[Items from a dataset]
——

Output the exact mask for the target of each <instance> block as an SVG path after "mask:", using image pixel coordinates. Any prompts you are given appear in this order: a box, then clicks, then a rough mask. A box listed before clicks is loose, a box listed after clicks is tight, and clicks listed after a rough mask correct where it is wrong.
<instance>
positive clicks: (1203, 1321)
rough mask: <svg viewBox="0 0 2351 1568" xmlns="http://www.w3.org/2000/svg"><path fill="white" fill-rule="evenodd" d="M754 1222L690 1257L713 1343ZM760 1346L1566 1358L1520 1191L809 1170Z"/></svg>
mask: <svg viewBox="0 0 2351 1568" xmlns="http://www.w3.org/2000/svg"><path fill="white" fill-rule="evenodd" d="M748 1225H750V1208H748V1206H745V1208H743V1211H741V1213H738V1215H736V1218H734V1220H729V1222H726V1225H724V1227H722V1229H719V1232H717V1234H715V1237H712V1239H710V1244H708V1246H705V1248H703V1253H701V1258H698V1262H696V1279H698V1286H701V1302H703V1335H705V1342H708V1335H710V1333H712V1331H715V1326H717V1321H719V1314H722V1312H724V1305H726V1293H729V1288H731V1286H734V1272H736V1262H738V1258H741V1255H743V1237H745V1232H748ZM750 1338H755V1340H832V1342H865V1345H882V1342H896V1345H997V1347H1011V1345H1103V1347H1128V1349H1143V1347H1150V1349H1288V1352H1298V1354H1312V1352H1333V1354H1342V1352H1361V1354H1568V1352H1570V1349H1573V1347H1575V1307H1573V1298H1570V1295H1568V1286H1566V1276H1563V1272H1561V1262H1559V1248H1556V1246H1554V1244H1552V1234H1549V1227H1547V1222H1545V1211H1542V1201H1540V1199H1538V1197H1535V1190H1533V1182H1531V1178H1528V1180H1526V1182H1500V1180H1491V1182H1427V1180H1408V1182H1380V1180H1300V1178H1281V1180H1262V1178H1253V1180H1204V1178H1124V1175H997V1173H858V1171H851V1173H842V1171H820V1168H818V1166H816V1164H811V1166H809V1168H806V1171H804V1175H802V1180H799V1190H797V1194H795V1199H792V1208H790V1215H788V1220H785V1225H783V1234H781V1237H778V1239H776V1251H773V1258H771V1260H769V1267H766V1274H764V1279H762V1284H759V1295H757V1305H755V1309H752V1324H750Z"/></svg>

——

■ Exercise brief ■
Write out the items word for word, from the very beginning up to and including the line that contains "positive clicks: (1203, 1321)".

■ Response ■
Output the exact mask for the target of each <instance> block as an SVG path after "mask:", using image pixel coordinates. Any prompts you are given appear in this order: a box, then clicks, then a rough mask. A box listed before clicks is loose, a box listed after clicks is tight, and clicks listed after a rough mask correct where it is wrong.
<instance>
positive clicks: (1203, 1321)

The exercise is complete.